Instructions to follow: Print the passage of the Point Reyes camp article that begins at the words "NATRC 101 at Point Reyes, April" and stops after the words "101 photo album.", copying it exactly.

Document text:
---------------

NATRC 101 at Point Reyes, April 16-17, 2011

by Laura Harvey, Region 1, proprietor of - Jewelry for your horse!

NATRC 101 at Point Reyes

To see more of Laura's Pt. Reyes photos, go to the NATRC 101 photo album.

I'm an addict. I admit it. If there's an opportunity to camp with my horse and ride in the great outdoors, I take it. Of the many places I love to ride, Point Reyes National Seashore is my favorite. So when Kay Lieberknecht decided to organize an informal, "introduction to NATRC" camp at Point Reyes, how could I refuse?

More importantly, why would I want to?

---------------

Given data:
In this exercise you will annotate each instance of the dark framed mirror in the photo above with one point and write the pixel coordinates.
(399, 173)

---------------

Solved problem:
NATRC 101 at Point Reyes, April 16-17, 2011

by Laura Harvey, Region 1, proprietor of - Jewelry for your horse!

NATRC 101 at Point Reyes

To see more of Laura's Pt. Reyes photos, go to the NATRC 101 photo album.